やること:
#1 玉那覇酒造の記事で「戦争の時の空襲で」から始まる段落を、大事な点を残したまま短くまとめてください。
#2 玉那覇酒造の記事の続きを書いてください。

記事の抜粋:
====
第25回 玉那覇酒造所(石垣島)
当記事は2018年2月28日にサイトクローズした「美ら島物語」で公開していた記事です。
首里から石垣島へ
平坦な宮古島と違って、山々が連なる石垣島は、風光明媚で自然豊かな島であり、泡盛造りに欠かせない「水」の豊富な島である。
八重山で最古の蔵である玉那覇酒造は明治45年創業。今年105年目を迎える。(2017年取材当時)
現在5代目にあたる玉那覇有一郎さんにお話しを伺った。
石垣市・石垣の住宅街にある酒造所は、首里から石垣島に渡った玉那覇有和さんが創業。
自然環境に恵まれた石垣島は泡盛造りに魅力的な島であったに違いない。
最初は、弟が石垣島に渡り酒造りを始めていて、兄にあたる有和さんを呼び寄せたそうだ。
なので一時は、字登野城と字石垣に、二つの酒屋があったそうだ。
今も昔ながらの地釜式蒸留で泡盛造りをしている。
銘柄「玉の露」は、知る人ぞ知る名酒である。
家族だけで経営している小さな蔵は、製造量も限られているのに、あえて老麹にもこだわる。
瓶詰めもラベル貼りもすべて手作業で行っている。
5代目として
戦争の時の空襲で壊滅状態になった蔵を建て直し2代、3代、4代と繋いできた蔵の歴史は苦労の歴史でもあった。
有一郎さんは現在40才。
島外でサラリーマンをしたあと島に戻り酒屋を継いだ。
酒屋で生まれ育った青年は、「泡盛不遇」の時代も覚えている。
酒だけでは経営が難しい時代には、何処の酒屋もそうであったように養豚業もして乗り越えてきた。
徐々に酒も売れるようになってきたものの「玉那覇酒造を知ってる人はあまりいませんでした」と笑う。
居酒屋でも「玉の露」を飲む人は、ほんのわずかだったそうだ。
最近、飲食店に行って、棚に「玉の露」が並んでいるのを見ると、うれしくなると話す。
大手のような営業もなかなか難しい小さな酒屋は、設備投資も難しく、今も昔ながらの工場で酒造りをしている。
====
保存した項目:
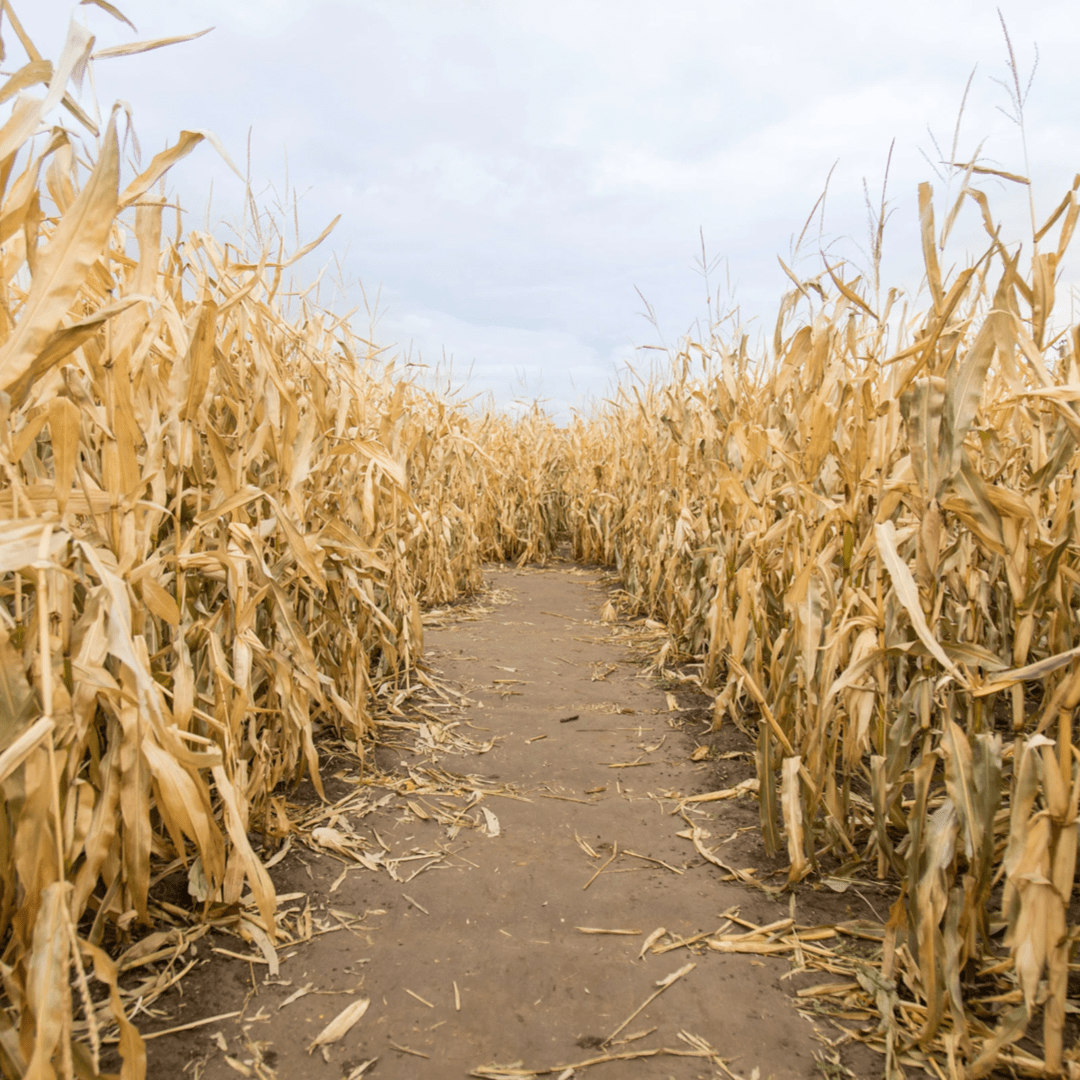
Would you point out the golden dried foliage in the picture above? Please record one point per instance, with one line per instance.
(875, 550)
(217, 527)
(219, 523)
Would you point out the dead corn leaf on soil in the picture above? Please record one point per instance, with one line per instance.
(223, 516)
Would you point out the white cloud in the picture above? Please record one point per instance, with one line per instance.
(511, 172)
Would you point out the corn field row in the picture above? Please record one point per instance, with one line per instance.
(219, 523)
(875, 552)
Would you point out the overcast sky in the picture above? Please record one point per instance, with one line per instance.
(511, 174)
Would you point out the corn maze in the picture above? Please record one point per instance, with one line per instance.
(219, 523)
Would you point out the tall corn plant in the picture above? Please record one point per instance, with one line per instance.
(217, 528)
(875, 548)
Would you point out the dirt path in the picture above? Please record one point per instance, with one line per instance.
(478, 960)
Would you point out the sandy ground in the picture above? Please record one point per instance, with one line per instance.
(478, 960)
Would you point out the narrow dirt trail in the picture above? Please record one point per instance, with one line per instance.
(478, 960)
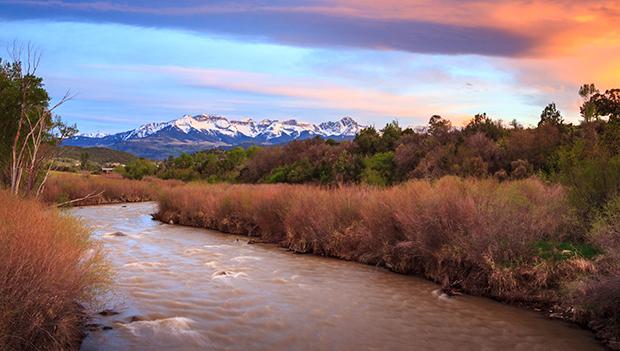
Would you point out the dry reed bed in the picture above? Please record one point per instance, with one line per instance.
(475, 235)
(104, 189)
(48, 267)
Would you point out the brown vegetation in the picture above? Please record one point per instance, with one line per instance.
(65, 188)
(48, 266)
(515, 241)
(479, 233)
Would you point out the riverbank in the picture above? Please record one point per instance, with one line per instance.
(72, 189)
(509, 241)
(187, 288)
(49, 269)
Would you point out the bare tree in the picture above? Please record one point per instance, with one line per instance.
(37, 128)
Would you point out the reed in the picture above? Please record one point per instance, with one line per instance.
(50, 269)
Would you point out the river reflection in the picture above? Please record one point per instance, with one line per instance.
(180, 288)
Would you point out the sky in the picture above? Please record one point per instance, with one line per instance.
(132, 62)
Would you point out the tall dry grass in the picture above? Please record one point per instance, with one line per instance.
(477, 235)
(48, 267)
(66, 187)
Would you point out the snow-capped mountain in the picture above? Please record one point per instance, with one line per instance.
(194, 133)
(93, 135)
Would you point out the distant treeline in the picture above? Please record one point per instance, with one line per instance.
(584, 155)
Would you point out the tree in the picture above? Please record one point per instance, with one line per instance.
(551, 116)
(139, 168)
(389, 136)
(84, 160)
(29, 127)
(481, 123)
(367, 141)
(439, 128)
(588, 108)
(608, 104)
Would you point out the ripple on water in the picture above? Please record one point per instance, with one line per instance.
(177, 327)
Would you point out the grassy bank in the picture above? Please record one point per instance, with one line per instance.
(101, 189)
(48, 267)
(512, 241)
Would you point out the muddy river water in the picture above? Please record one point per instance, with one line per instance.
(180, 288)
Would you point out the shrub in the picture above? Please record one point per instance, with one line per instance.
(48, 267)
(66, 187)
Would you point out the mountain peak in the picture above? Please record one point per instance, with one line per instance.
(193, 133)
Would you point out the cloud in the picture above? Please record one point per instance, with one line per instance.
(530, 28)
(315, 24)
(300, 92)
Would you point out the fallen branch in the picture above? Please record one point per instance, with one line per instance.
(89, 196)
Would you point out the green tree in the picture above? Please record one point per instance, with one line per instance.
(588, 107)
(551, 116)
(367, 141)
(28, 126)
(389, 136)
(84, 161)
(379, 169)
(139, 168)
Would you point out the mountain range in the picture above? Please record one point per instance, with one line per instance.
(195, 133)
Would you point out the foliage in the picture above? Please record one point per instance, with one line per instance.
(139, 168)
(49, 268)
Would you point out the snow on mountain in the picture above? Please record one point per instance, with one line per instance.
(211, 124)
(191, 133)
(93, 135)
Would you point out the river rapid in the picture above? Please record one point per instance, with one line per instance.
(181, 288)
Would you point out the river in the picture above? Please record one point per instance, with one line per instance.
(181, 288)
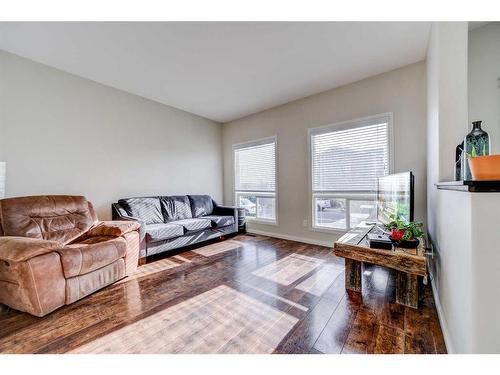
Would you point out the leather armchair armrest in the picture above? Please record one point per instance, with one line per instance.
(113, 228)
(19, 249)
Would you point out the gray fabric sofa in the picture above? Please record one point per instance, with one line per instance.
(173, 222)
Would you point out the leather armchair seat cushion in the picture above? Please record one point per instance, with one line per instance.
(113, 228)
(194, 224)
(220, 221)
(147, 209)
(80, 286)
(201, 205)
(176, 207)
(159, 232)
(91, 254)
(61, 218)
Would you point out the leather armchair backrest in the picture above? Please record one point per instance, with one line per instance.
(59, 218)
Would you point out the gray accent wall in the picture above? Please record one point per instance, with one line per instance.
(401, 91)
(62, 134)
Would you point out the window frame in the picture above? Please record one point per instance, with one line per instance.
(235, 194)
(348, 196)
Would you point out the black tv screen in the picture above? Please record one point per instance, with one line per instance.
(395, 195)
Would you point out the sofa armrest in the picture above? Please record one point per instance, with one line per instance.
(19, 249)
(227, 211)
(113, 228)
(118, 214)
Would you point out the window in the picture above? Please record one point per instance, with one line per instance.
(346, 160)
(255, 179)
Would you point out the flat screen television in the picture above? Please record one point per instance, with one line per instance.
(395, 193)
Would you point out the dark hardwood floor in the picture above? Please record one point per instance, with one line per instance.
(244, 295)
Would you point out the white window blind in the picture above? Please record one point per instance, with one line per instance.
(346, 161)
(255, 179)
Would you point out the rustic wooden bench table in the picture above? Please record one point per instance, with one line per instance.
(408, 263)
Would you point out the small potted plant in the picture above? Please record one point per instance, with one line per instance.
(405, 234)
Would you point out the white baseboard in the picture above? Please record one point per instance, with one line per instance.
(291, 238)
(442, 319)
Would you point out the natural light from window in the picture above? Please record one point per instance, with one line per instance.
(255, 179)
(346, 160)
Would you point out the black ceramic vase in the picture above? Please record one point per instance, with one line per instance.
(476, 143)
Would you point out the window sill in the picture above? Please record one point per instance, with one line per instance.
(326, 230)
(261, 221)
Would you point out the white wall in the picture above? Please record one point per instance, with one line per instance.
(447, 215)
(484, 80)
(61, 134)
(401, 91)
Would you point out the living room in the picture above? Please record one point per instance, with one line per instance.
(249, 187)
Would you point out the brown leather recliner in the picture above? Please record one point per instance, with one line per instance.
(54, 251)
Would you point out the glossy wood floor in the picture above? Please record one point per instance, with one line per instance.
(244, 295)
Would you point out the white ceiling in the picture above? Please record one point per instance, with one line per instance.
(221, 71)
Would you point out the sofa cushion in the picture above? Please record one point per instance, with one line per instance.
(201, 205)
(91, 254)
(220, 221)
(159, 232)
(147, 209)
(195, 224)
(176, 208)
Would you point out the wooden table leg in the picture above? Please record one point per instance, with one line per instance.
(407, 289)
(353, 275)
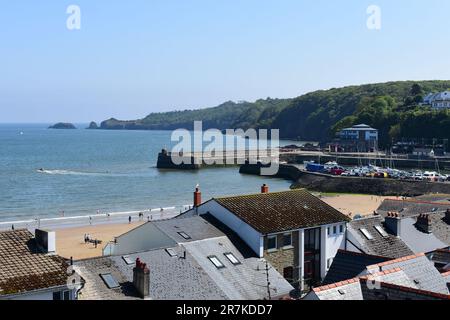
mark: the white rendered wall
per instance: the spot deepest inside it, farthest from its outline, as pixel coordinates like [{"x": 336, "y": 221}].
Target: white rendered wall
[{"x": 251, "y": 237}]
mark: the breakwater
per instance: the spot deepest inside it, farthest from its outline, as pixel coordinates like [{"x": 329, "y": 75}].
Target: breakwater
[{"x": 361, "y": 185}]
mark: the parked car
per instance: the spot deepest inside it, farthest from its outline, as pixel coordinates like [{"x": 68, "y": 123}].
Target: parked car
[{"x": 337, "y": 171}]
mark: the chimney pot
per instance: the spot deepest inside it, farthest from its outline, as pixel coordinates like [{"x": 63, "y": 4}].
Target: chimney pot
[
  {"x": 393, "y": 223},
  {"x": 141, "y": 279},
  {"x": 447, "y": 216},
  {"x": 197, "y": 198},
  {"x": 424, "y": 223}
]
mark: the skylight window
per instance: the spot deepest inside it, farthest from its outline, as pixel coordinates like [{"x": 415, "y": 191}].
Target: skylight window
[
  {"x": 109, "y": 280},
  {"x": 232, "y": 258},
  {"x": 217, "y": 263},
  {"x": 366, "y": 233},
  {"x": 171, "y": 252},
  {"x": 128, "y": 260},
  {"x": 381, "y": 231},
  {"x": 184, "y": 235}
]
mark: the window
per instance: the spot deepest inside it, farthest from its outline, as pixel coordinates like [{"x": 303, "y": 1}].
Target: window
[
  {"x": 381, "y": 231},
  {"x": 366, "y": 233},
  {"x": 171, "y": 252},
  {"x": 329, "y": 263},
  {"x": 216, "y": 262},
  {"x": 184, "y": 235},
  {"x": 271, "y": 242},
  {"x": 127, "y": 260},
  {"x": 109, "y": 280},
  {"x": 287, "y": 240},
  {"x": 66, "y": 295},
  {"x": 232, "y": 258},
  {"x": 288, "y": 274}
]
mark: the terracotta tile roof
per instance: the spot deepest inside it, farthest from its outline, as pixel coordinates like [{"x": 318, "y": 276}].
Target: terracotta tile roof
[
  {"x": 23, "y": 268},
  {"x": 395, "y": 292},
  {"x": 282, "y": 211}
]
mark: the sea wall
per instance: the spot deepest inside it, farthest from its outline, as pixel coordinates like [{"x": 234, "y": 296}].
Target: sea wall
[{"x": 326, "y": 183}]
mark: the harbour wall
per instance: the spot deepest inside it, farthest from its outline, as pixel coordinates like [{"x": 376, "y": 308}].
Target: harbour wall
[{"x": 359, "y": 185}]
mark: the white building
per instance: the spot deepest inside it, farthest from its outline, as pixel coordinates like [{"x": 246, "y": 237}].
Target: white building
[
  {"x": 30, "y": 269},
  {"x": 295, "y": 231}
]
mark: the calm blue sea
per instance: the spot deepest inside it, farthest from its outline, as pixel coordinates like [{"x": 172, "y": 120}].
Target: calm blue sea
[{"x": 90, "y": 170}]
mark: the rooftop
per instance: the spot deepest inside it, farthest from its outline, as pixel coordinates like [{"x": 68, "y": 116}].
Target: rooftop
[
  {"x": 419, "y": 269},
  {"x": 388, "y": 245},
  {"x": 24, "y": 268},
  {"x": 348, "y": 265},
  {"x": 282, "y": 211}
]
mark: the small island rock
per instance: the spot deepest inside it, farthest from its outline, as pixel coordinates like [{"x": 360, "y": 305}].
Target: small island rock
[{"x": 93, "y": 125}]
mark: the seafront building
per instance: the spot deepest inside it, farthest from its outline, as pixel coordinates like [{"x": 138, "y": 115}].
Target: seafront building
[
  {"x": 31, "y": 270},
  {"x": 439, "y": 101},
  {"x": 295, "y": 231},
  {"x": 186, "y": 258},
  {"x": 267, "y": 245},
  {"x": 358, "y": 138}
]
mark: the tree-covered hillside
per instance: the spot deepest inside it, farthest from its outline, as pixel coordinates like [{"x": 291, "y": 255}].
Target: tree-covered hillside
[
  {"x": 227, "y": 115},
  {"x": 391, "y": 107},
  {"x": 319, "y": 114}
]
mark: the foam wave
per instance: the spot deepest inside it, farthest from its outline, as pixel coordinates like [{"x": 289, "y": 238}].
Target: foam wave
[{"x": 69, "y": 172}]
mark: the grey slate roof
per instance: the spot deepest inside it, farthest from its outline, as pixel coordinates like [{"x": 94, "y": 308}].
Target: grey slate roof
[
  {"x": 419, "y": 269},
  {"x": 170, "y": 278},
  {"x": 196, "y": 227},
  {"x": 412, "y": 207},
  {"x": 348, "y": 290},
  {"x": 247, "y": 281},
  {"x": 24, "y": 268},
  {"x": 353, "y": 289},
  {"x": 390, "y": 247},
  {"x": 417, "y": 240},
  {"x": 347, "y": 265},
  {"x": 193, "y": 278}
]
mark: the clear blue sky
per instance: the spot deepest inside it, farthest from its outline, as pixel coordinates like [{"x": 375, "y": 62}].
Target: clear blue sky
[{"x": 131, "y": 58}]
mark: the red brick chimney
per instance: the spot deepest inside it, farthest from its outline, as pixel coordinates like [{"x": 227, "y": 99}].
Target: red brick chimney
[
  {"x": 447, "y": 216},
  {"x": 141, "y": 279},
  {"x": 197, "y": 198}
]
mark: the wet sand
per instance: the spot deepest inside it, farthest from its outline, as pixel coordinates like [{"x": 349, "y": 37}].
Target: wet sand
[
  {"x": 355, "y": 204},
  {"x": 70, "y": 241}
]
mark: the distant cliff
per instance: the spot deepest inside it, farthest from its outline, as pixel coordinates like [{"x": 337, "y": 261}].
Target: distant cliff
[
  {"x": 92, "y": 125},
  {"x": 62, "y": 125},
  {"x": 393, "y": 108}
]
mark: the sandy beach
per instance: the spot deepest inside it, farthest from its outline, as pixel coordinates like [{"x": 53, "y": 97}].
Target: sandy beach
[
  {"x": 355, "y": 204},
  {"x": 70, "y": 241}
]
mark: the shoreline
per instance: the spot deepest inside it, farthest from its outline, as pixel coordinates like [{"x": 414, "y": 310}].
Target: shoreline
[{"x": 109, "y": 218}]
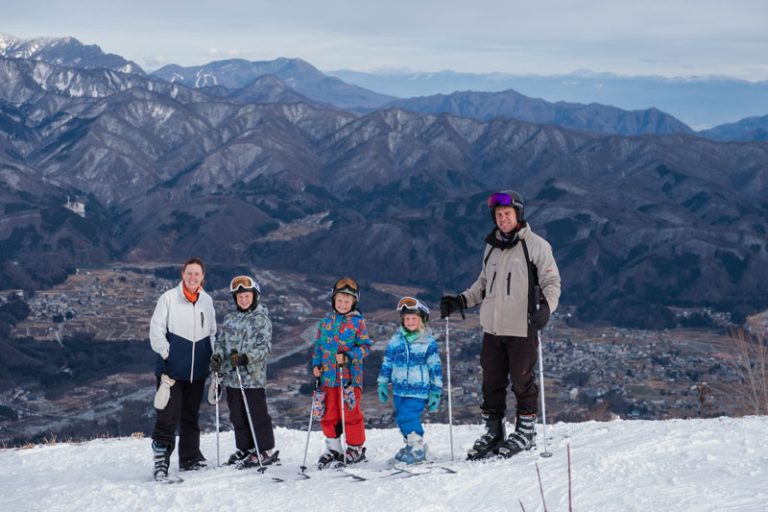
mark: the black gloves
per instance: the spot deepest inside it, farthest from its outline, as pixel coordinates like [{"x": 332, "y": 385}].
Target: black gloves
[
  {"x": 216, "y": 362},
  {"x": 540, "y": 317},
  {"x": 238, "y": 359},
  {"x": 450, "y": 304}
]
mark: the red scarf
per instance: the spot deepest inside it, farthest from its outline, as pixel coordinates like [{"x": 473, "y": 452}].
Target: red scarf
[{"x": 191, "y": 296}]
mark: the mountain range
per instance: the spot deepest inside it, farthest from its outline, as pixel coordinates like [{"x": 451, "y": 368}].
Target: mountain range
[
  {"x": 702, "y": 102},
  {"x": 261, "y": 175}
]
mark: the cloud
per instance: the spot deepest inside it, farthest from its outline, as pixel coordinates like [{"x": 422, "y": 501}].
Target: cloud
[{"x": 668, "y": 37}]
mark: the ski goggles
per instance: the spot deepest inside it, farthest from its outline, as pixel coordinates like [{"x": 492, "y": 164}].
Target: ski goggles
[
  {"x": 347, "y": 285},
  {"x": 412, "y": 305},
  {"x": 503, "y": 199},
  {"x": 243, "y": 284}
]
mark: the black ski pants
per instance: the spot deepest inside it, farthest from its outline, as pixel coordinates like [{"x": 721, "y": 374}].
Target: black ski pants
[
  {"x": 262, "y": 421},
  {"x": 505, "y": 359},
  {"x": 182, "y": 411}
]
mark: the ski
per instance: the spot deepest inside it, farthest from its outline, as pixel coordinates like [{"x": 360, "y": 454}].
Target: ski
[{"x": 168, "y": 480}]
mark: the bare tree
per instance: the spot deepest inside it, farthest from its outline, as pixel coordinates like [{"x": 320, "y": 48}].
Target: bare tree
[{"x": 751, "y": 363}]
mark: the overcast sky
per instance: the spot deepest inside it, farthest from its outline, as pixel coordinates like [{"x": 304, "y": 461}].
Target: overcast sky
[{"x": 662, "y": 37}]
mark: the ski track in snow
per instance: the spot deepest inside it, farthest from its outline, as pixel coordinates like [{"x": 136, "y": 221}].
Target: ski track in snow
[{"x": 676, "y": 465}]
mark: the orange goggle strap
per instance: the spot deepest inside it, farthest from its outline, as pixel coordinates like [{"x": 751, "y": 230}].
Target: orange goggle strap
[
  {"x": 346, "y": 285},
  {"x": 243, "y": 283}
]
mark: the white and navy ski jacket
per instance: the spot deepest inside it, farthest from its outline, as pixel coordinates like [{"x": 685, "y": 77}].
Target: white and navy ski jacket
[{"x": 183, "y": 335}]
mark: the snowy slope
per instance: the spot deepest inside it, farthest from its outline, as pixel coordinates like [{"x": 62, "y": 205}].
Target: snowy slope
[{"x": 678, "y": 465}]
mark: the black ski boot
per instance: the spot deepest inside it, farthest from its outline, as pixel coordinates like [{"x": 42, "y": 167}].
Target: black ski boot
[
  {"x": 488, "y": 443},
  {"x": 355, "y": 454},
  {"x": 268, "y": 457},
  {"x": 331, "y": 454},
  {"x": 522, "y": 439},
  {"x": 162, "y": 458},
  {"x": 236, "y": 457}
]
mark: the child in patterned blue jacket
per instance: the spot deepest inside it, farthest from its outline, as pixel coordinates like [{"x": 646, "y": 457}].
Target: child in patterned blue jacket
[{"x": 412, "y": 365}]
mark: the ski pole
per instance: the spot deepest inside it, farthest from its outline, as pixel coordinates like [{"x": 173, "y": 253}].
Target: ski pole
[
  {"x": 217, "y": 385},
  {"x": 250, "y": 420},
  {"x": 448, "y": 368},
  {"x": 303, "y": 467},
  {"x": 545, "y": 453},
  {"x": 343, "y": 421}
]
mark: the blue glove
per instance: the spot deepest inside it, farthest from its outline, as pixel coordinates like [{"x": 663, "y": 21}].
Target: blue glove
[
  {"x": 434, "y": 400},
  {"x": 383, "y": 392}
]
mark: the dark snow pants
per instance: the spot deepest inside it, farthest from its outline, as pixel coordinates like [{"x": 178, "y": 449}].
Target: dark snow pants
[
  {"x": 505, "y": 359},
  {"x": 262, "y": 421},
  {"x": 182, "y": 411}
]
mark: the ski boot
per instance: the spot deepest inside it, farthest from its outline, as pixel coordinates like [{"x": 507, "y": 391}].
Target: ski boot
[
  {"x": 522, "y": 438},
  {"x": 252, "y": 459},
  {"x": 236, "y": 457},
  {"x": 162, "y": 459},
  {"x": 195, "y": 464},
  {"x": 355, "y": 454},
  {"x": 415, "y": 451},
  {"x": 488, "y": 443},
  {"x": 332, "y": 453}
]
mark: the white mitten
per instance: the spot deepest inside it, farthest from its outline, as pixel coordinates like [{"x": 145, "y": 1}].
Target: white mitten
[
  {"x": 214, "y": 390},
  {"x": 163, "y": 393}
]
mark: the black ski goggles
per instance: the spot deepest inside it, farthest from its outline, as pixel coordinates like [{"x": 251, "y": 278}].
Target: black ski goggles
[
  {"x": 244, "y": 284},
  {"x": 503, "y": 199}
]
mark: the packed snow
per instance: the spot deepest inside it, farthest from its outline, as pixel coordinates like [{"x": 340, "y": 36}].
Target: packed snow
[{"x": 675, "y": 465}]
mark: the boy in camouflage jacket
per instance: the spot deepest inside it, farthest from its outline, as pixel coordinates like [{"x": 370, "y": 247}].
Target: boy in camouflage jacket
[{"x": 245, "y": 341}]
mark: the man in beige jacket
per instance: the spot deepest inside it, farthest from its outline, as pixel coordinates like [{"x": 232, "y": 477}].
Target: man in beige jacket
[{"x": 518, "y": 288}]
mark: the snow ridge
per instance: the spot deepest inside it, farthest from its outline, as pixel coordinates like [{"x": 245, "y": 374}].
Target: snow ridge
[{"x": 676, "y": 465}]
====
答え:
#1 空襲でほぼ全部こわれた蔵を建て直し、2代目、3代目、4代目と苦労しながら受け継いできた。

#2
社長みずから配達もする。
みんなで何でもする。何だかホッとする酒屋だ。
最近、隣に土地を購入し大きなプレハブの貯蔵施設を建てた。
これから徐々にタンクを設置し古酒造りを始める。
「30年間借金を背負います」5代目の覚悟もある。
戦禍をくぐり、経営難を超え先代たちが守ってきた蔵は、5代目が次の世代に引き継ぐ責任もある。
気負いも全くなく自然体だ。
母あればこそ!
元気なお母さんだ!
沖縄本島・与那原町出身の美佐子さん。
22歳で那覇で結婚した。職場結婚だった。
まさか石垣島で「酒屋のおかみ」になるとは思わなかった。
苦労もあったけど幸せな人生だと笑う、大らかなお母さんだ。小さな蔵はおばあちゃん、お母さんの支えも大きい。
酒屋は女の力がすごいなあ・・と思う。
今でも現役!
玉の露も美味しい酒として広く知れ渡るようになってきた。
八重山最古の蔵は105年。古い佇まいが歴史を物語る。
すでに、1世紀を超えて受け継がれる、蔵の歴史は家族の歴史そのものです。
これからあと100年後も、美味しい酒造りの蔵であり続けてほしいと願う。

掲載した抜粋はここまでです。